═════ Data listing ═════
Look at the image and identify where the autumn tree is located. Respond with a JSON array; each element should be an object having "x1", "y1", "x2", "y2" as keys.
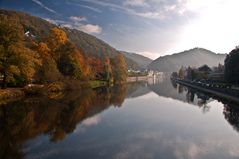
[
  {"x1": 46, "y1": 27, "x2": 68, "y2": 53},
  {"x1": 110, "y1": 54, "x2": 128, "y2": 83},
  {"x1": 0, "y1": 15, "x2": 40, "y2": 88},
  {"x1": 88, "y1": 57, "x2": 105, "y2": 80},
  {"x1": 44, "y1": 27, "x2": 89, "y2": 80},
  {"x1": 33, "y1": 42, "x2": 62, "y2": 83}
]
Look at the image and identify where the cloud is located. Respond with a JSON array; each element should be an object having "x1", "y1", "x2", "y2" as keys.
[
  {"x1": 44, "y1": 18, "x2": 65, "y2": 25},
  {"x1": 82, "y1": 115, "x2": 101, "y2": 126},
  {"x1": 78, "y1": 24, "x2": 102, "y2": 34},
  {"x1": 66, "y1": 2, "x2": 102, "y2": 13},
  {"x1": 31, "y1": 0, "x2": 56, "y2": 14},
  {"x1": 44, "y1": 17, "x2": 102, "y2": 34},
  {"x1": 70, "y1": 16, "x2": 87, "y2": 22},
  {"x1": 133, "y1": 11, "x2": 164, "y2": 19},
  {"x1": 79, "y1": 0, "x2": 163, "y2": 19},
  {"x1": 123, "y1": 0, "x2": 148, "y2": 7}
]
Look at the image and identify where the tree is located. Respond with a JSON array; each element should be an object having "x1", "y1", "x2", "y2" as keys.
[
  {"x1": 46, "y1": 27, "x2": 68, "y2": 53},
  {"x1": 0, "y1": 15, "x2": 40, "y2": 88},
  {"x1": 224, "y1": 47, "x2": 239, "y2": 84},
  {"x1": 33, "y1": 42, "x2": 61, "y2": 83},
  {"x1": 57, "y1": 42, "x2": 85, "y2": 79},
  {"x1": 88, "y1": 57, "x2": 105, "y2": 80},
  {"x1": 111, "y1": 54, "x2": 128, "y2": 83},
  {"x1": 178, "y1": 66, "x2": 184, "y2": 79},
  {"x1": 104, "y1": 57, "x2": 112, "y2": 82}
]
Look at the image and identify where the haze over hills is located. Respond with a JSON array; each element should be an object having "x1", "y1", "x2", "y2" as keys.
[
  {"x1": 121, "y1": 51, "x2": 153, "y2": 69},
  {"x1": 148, "y1": 48, "x2": 226, "y2": 72}
]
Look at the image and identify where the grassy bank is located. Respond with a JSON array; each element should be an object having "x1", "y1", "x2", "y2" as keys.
[{"x1": 89, "y1": 80, "x2": 108, "y2": 89}]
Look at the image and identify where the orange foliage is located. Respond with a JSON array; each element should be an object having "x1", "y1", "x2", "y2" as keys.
[{"x1": 88, "y1": 57, "x2": 105, "y2": 79}]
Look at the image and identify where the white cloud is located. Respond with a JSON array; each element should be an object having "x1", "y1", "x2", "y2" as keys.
[
  {"x1": 45, "y1": 18, "x2": 102, "y2": 35},
  {"x1": 70, "y1": 16, "x2": 87, "y2": 22},
  {"x1": 44, "y1": 18, "x2": 66, "y2": 25},
  {"x1": 31, "y1": 0, "x2": 56, "y2": 14},
  {"x1": 80, "y1": 0, "x2": 163, "y2": 19},
  {"x1": 78, "y1": 24, "x2": 102, "y2": 34},
  {"x1": 133, "y1": 11, "x2": 164, "y2": 19},
  {"x1": 82, "y1": 115, "x2": 101, "y2": 126},
  {"x1": 66, "y1": 2, "x2": 102, "y2": 13},
  {"x1": 123, "y1": 0, "x2": 148, "y2": 7}
]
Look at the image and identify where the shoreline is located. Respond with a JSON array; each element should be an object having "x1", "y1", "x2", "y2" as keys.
[
  {"x1": 0, "y1": 80, "x2": 108, "y2": 105},
  {"x1": 172, "y1": 78, "x2": 239, "y2": 103}
]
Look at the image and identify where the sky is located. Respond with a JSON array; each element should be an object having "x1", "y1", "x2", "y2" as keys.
[{"x1": 0, "y1": 0, "x2": 239, "y2": 59}]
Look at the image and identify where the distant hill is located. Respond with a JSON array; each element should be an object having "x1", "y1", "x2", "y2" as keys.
[
  {"x1": 120, "y1": 51, "x2": 153, "y2": 69},
  {"x1": 148, "y1": 48, "x2": 226, "y2": 72},
  {"x1": 0, "y1": 9, "x2": 138, "y2": 69}
]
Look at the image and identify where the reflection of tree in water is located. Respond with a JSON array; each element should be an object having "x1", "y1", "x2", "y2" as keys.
[
  {"x1": 170, "y1": 80, "x2": 239, "y2": 133},
  {"x1": 170, "y1": 80, "x2": 211, "y2": 113},
  {"x1": 0, "y1": 84, "x2": 127, "y2": 159},
  {"x1": 223, "y1": 103, "x2": 239, "y2": 132}
]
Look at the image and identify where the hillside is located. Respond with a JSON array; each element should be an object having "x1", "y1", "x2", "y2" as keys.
[
  {"x1": 148, "y1": 48, "x2": 226, "y2": 72},
  {"x1": 0, "y1": 9, "x2": 138, "y2": 69},
  {"x1": 121, "y1": 51, "x2": 153, "y2": 69}
]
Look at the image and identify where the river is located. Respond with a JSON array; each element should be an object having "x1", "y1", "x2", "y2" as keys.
[{"x1": 1, "y1": 77, "x2": 239, "y2": 159}]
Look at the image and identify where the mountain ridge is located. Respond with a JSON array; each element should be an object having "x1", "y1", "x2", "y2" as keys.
[
  {"x1": 148, "y1": 47, "x2": 226, "y2": 72},
  {"x1": 120, "y1": 51, "x2": 153, "y2": 69}
]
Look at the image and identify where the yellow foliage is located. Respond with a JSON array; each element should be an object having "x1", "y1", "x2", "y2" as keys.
[
  {"x1": 47, "y1": 27, "x2": 68, "y2": 51},
  {"x1": 37, "y1": 42, "x2": 51, "y2": 56}
]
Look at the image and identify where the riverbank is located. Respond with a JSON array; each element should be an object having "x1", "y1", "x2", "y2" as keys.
[
  {"x1": 0, "y1": 89, "x2": 25, "y2": 105},
  {"x1": 0, "y1": 80, "x2": 109, "y2": 105},
  {"x1": 172, "y1": 78, "x2": 239, "y2": 103}
]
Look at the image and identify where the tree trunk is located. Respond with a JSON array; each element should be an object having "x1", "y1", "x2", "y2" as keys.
[{"x1": 1, "y1": 72, "x2": 7, "y2": 89}]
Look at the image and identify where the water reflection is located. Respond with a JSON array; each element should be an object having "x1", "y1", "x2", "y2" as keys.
[
  {"x1": 223, "y1": 103, "x2": 239, "y2": 133},
  {"x1": 1, "y1": 78, "x2": 239, "y2": 159},
  {"x1": 148, "y1": 78, "x2": 213, "y2": 112},
  {"x1": 0, "y1": 85, "x2": 127, "y2": 159}
]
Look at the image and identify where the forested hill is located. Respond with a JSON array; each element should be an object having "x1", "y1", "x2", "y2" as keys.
[
  {"x1": 148, "y1": 48, "x2": 226, "y2": 72},
  {"x1": 0, "y1": 9, "x2": 130, "y2": 87},
  {"x1": 0, "y1": 9, "x2": 138, "y2": 69},
  {"x1": 121, "y1": 51, "x2": 153, "y2": 69}
]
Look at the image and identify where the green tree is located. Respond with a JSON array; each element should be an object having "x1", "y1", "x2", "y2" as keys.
[
  {"x1": 57, "y1": 42, "x2": 84, "y2": 79},
  {"x1": 224, "y1": 47, "x2": 239, "y2": 84},
  {"x1": 0, "y1": 16, "x2": 39, "y2": 88}
]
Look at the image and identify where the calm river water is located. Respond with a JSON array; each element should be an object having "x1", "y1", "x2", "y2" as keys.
[{"x1": 1, "y1": 77, "x2": 239, "y2": 159}]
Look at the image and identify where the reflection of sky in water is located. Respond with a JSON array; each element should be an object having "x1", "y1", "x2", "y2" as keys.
[{"x1": 24, "y1": 90, "x2": 239, "y2": 159}]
═════
Only the lines from the one holding "Look at the image and identify where the forested" through the final line of the entries, both included, should be given again, word for word.

Reply.
Look at the image and identify where the forested hill is located. Respond with a JSON array; each element should be an object having "x1", "y1", "x2", "y2" as keys.
[
  {"x1": 148, "y1": 48, "x2": 226, "y2": 72},
  {"x1": 0, "y1": 9, "x2": 130, "y2": 87},
  {"x1": 0, "y1": 9, "x2": 138, "y2": 69},
  {"x1": 121, "y1": 51, "x2": 153, "y2": 69}
]
Look at the image and identify where the green tree is located. Respond with a JSON array; each element should be an object having "x1", "y1", "x2", "y2" as keys.
[
  {"x1": 57, "y1": 42, "x2": 84, "y2": 79},
  {"x1": 224, "y1": 47, "x2": 239, "y2": 84},
  {"x1": 0, "y1": 16, "x2": 39, "y2": 88}
]
Look at the image and identify where the calm river water is located. Respond with a JSON array; each element should be an object having "x1", "y1", "x2", "y2" as keys.
[{"x1": 1, "y1": 77, "x2": 239, "y2": 159}]
Look at the image and identify where the reflection of sky in water is located. Respond with a JSON array; each element should be an object having "x1", "y1", "x2", "y2" as keys.
[{"x1": 24, "y1": 90, "x2": 239, "y2": 159}]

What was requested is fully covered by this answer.